**Task brief:** In how many lines of the records does the string "mask" appear, with case counting? Reply with the number alone.

◇ ◇ ◇ ◇ ◇ ◇ ◇

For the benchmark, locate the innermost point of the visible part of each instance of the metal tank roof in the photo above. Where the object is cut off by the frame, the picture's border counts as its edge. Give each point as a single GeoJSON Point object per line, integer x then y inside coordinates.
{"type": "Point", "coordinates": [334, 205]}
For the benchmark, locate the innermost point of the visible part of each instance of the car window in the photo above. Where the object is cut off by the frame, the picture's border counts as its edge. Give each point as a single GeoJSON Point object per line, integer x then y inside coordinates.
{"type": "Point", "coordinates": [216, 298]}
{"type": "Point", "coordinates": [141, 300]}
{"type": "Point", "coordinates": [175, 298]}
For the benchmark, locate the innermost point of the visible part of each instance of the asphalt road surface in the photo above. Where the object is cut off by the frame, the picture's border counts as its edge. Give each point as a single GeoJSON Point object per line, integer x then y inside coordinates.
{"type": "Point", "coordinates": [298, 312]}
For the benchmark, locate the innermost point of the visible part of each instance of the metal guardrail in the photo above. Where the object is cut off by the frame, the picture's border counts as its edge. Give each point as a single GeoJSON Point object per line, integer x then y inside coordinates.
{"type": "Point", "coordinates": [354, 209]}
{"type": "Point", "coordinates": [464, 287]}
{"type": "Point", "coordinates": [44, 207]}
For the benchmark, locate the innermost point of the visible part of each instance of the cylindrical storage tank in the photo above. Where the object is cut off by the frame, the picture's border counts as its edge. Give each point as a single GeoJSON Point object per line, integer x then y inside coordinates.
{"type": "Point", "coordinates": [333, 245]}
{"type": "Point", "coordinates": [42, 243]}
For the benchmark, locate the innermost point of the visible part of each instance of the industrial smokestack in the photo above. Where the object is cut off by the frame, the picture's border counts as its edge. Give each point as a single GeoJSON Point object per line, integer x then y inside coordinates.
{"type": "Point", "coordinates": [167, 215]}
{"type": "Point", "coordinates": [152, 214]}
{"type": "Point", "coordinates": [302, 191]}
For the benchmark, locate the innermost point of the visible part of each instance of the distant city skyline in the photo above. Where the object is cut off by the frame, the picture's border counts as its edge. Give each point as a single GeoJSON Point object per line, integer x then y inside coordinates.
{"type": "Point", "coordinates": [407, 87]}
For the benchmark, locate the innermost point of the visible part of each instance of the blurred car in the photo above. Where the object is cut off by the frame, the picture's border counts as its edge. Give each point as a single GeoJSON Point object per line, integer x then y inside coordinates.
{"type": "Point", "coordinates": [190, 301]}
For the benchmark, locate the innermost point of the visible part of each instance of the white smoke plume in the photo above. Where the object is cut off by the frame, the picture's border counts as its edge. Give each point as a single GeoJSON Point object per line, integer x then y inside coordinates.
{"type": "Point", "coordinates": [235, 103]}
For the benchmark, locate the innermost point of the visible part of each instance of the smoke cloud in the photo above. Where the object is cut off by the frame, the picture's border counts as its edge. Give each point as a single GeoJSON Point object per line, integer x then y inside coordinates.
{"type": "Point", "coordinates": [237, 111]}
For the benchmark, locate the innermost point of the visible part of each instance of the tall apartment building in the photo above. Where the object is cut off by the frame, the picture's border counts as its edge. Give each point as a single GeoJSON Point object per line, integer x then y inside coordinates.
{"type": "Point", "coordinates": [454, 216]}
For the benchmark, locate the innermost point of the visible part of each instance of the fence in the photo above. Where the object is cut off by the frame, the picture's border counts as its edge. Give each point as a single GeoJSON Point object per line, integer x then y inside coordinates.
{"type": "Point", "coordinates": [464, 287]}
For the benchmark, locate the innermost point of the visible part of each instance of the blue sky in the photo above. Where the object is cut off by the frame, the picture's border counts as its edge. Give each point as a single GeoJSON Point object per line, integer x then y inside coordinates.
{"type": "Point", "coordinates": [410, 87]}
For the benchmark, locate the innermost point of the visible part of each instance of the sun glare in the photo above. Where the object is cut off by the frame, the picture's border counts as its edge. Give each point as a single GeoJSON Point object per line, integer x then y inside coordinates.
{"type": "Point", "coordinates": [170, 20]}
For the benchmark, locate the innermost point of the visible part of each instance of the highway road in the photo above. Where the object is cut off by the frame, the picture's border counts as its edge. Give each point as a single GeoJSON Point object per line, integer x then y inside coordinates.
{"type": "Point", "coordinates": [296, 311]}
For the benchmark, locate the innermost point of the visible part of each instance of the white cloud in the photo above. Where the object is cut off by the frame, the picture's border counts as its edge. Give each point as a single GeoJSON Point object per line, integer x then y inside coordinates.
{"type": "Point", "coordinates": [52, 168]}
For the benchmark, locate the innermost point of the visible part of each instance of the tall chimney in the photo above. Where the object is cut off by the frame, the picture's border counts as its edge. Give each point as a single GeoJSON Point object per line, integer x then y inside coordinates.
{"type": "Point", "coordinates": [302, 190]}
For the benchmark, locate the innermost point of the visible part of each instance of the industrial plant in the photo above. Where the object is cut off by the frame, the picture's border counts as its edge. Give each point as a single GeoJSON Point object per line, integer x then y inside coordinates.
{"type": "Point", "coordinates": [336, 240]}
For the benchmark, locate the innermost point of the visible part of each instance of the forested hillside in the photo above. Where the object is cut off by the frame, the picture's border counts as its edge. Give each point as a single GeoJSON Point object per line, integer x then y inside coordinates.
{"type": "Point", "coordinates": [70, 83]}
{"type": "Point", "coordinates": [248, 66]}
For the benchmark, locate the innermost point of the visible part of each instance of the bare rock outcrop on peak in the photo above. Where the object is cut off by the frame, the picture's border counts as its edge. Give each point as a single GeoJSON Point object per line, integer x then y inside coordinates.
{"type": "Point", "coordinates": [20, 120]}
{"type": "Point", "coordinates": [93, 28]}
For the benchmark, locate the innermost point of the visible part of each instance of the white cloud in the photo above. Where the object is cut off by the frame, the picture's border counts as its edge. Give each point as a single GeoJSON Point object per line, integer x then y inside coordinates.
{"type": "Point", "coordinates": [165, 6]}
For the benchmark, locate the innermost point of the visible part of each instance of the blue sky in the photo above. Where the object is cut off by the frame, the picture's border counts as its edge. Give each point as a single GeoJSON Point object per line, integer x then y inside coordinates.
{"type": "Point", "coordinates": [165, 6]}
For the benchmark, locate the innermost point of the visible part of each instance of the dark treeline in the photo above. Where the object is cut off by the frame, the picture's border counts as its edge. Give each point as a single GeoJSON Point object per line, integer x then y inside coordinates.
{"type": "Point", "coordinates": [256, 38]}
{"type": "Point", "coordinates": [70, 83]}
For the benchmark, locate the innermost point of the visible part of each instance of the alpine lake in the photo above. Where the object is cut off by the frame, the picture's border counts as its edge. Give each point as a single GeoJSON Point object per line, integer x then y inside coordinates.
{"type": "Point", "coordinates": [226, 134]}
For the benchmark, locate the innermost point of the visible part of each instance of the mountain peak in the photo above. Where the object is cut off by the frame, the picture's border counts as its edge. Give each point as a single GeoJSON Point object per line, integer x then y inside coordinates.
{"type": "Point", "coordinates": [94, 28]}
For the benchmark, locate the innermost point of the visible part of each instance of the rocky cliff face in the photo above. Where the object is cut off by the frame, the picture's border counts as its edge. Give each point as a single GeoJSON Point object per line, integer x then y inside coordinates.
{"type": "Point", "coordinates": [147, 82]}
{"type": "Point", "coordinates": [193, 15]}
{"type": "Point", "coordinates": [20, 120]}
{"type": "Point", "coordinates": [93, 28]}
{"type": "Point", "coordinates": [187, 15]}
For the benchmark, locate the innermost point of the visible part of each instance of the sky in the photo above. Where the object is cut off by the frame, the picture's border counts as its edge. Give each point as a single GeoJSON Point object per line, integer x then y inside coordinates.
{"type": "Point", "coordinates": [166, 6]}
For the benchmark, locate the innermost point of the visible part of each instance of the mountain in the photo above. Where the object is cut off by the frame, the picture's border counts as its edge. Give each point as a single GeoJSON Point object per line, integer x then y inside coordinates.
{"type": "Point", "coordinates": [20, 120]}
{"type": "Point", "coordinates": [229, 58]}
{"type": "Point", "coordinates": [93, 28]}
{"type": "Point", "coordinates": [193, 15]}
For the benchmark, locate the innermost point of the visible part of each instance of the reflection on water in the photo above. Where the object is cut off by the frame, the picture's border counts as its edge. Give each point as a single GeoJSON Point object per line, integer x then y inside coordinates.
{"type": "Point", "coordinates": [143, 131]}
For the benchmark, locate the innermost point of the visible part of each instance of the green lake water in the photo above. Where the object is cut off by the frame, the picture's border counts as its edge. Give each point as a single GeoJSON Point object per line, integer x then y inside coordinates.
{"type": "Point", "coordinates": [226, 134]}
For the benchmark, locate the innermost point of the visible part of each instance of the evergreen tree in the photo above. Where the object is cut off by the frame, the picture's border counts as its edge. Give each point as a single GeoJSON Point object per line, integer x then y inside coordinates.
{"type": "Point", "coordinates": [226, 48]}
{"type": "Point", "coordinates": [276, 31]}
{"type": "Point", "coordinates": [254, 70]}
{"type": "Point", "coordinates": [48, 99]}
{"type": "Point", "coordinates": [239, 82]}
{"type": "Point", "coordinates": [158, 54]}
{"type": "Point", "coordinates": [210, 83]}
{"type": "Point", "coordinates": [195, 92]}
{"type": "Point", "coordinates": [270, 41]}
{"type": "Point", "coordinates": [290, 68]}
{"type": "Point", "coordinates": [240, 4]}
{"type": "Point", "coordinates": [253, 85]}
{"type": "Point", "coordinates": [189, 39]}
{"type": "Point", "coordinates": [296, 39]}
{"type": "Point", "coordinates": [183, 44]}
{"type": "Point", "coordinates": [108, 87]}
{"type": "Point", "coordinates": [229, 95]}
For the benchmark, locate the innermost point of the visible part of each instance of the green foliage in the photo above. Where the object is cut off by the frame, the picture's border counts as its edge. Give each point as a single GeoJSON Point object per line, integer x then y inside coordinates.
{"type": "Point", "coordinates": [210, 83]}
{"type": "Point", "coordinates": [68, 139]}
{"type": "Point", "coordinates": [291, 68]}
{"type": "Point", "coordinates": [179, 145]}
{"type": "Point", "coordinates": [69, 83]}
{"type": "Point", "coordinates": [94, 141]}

◇ ◇ ◇ ◇ ◇ ◇ ◇

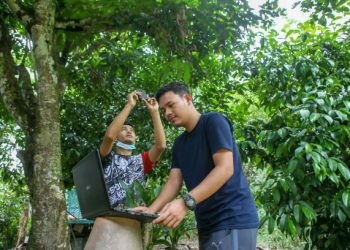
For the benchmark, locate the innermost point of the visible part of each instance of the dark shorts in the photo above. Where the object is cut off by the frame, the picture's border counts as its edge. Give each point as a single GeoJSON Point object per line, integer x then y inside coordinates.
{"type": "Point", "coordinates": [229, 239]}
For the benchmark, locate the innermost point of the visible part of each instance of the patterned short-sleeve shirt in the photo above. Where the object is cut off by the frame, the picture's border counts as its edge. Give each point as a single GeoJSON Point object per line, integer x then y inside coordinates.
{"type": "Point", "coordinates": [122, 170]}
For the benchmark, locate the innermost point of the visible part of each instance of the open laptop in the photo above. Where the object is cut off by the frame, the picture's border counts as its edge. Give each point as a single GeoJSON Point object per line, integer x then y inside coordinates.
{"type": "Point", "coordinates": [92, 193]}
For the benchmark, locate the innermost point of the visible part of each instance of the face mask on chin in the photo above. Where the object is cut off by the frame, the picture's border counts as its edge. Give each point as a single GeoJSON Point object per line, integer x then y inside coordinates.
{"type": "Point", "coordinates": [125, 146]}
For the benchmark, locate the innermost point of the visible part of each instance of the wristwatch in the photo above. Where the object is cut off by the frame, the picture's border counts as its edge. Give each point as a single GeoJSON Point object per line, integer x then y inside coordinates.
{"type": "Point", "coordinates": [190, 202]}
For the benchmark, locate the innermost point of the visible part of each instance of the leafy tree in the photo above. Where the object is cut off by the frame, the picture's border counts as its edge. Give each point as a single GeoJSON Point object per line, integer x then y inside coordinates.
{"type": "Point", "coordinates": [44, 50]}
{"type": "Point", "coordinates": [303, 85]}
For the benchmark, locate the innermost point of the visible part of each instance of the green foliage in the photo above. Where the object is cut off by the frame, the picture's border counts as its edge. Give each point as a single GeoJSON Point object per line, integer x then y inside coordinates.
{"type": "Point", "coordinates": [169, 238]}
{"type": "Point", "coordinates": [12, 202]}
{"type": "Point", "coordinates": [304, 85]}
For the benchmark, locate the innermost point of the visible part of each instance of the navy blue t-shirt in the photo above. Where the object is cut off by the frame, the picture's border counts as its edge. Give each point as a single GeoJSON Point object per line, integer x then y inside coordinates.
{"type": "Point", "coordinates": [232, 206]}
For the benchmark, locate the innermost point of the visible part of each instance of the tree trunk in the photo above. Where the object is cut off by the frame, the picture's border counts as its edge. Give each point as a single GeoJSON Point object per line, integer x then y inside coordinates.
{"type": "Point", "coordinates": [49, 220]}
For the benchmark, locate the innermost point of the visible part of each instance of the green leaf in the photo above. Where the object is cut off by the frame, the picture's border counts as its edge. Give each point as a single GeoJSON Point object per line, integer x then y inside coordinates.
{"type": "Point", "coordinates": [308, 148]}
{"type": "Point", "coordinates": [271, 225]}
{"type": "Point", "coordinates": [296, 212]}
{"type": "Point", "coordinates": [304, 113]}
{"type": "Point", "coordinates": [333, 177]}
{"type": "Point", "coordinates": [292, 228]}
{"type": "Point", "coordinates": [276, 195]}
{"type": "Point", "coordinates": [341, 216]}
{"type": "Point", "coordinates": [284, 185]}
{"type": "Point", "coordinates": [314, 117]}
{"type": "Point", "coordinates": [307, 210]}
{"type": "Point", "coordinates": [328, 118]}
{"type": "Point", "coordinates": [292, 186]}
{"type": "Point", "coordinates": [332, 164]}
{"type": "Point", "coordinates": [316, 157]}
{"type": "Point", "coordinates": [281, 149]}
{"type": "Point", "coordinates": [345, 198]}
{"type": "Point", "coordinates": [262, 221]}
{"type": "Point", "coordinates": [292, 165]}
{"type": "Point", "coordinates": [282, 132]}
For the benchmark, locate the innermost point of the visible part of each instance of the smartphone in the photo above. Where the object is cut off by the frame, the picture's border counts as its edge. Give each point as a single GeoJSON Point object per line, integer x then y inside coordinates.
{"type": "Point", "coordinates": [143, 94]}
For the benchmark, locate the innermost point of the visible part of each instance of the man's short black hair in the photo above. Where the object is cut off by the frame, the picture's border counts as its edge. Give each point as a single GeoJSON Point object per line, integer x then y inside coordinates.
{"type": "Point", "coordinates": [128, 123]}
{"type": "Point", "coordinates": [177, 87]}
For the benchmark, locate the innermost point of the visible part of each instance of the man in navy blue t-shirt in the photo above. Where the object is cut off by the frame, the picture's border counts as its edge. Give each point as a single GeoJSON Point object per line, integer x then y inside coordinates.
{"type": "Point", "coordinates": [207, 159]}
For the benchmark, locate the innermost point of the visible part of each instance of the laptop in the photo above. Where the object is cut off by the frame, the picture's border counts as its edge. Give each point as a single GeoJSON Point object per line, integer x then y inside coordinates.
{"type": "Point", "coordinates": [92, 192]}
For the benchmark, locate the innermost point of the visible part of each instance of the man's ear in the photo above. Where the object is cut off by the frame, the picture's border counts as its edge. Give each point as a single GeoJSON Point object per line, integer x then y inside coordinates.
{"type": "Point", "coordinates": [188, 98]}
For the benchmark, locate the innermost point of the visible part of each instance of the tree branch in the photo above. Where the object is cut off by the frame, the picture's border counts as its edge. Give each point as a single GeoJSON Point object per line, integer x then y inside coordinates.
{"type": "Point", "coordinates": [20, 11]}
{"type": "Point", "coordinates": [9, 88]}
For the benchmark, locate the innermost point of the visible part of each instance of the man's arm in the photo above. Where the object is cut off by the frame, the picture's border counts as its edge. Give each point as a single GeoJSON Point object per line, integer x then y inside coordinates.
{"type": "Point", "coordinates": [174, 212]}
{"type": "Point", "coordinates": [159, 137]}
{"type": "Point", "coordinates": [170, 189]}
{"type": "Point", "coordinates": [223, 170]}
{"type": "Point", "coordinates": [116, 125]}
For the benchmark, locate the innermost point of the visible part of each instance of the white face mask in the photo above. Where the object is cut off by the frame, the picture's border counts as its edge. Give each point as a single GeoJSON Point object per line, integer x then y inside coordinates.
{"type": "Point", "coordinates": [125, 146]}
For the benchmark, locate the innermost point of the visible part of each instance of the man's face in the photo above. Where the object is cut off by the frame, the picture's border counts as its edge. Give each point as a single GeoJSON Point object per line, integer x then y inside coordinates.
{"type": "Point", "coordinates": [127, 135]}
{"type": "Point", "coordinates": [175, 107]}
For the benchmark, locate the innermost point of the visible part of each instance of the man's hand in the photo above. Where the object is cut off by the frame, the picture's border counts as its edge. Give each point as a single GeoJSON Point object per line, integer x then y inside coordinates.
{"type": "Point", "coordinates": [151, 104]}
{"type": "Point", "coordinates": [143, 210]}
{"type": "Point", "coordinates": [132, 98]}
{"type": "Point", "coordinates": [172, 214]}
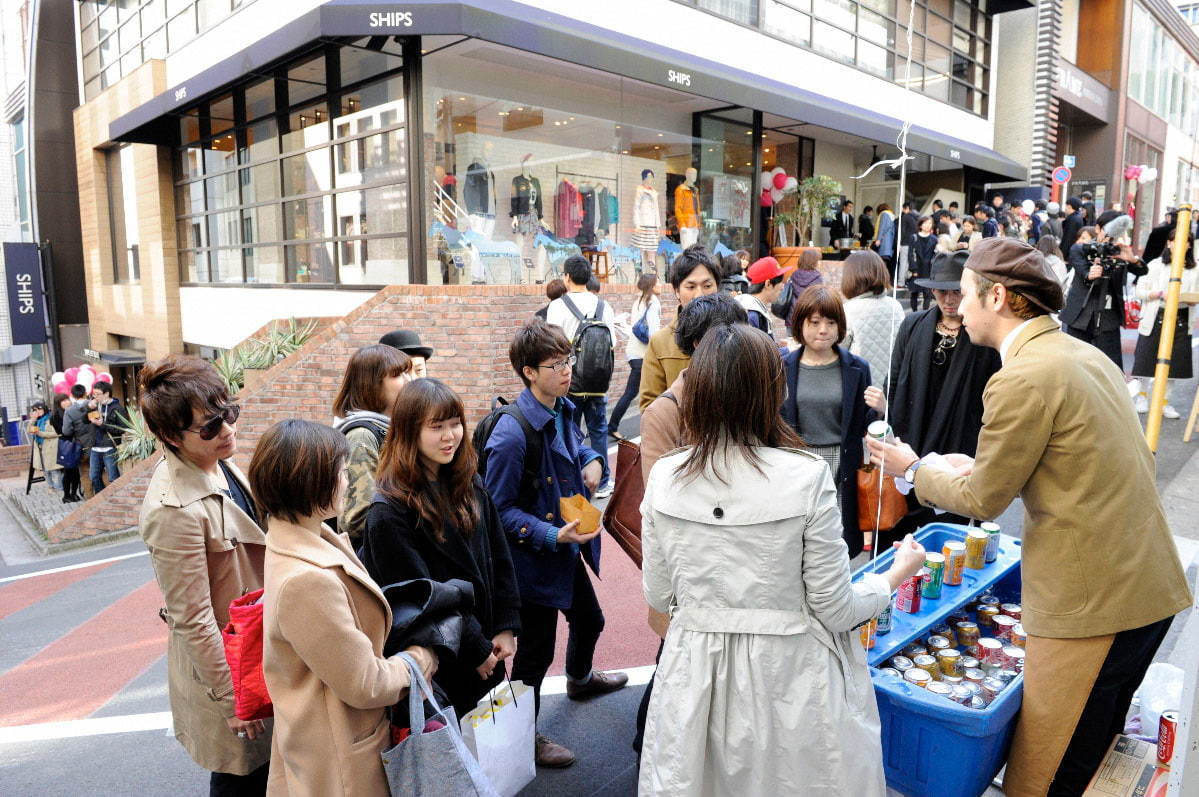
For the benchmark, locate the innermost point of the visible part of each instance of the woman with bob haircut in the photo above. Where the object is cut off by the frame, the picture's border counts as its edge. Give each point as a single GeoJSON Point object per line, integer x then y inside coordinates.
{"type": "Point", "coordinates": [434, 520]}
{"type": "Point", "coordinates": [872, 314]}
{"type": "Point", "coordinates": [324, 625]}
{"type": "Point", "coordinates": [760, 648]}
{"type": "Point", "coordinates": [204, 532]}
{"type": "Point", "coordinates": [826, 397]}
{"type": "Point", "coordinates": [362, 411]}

◇ ◇ ◇ ◇ ◇ ◇ ◇

**Expected answer:** 2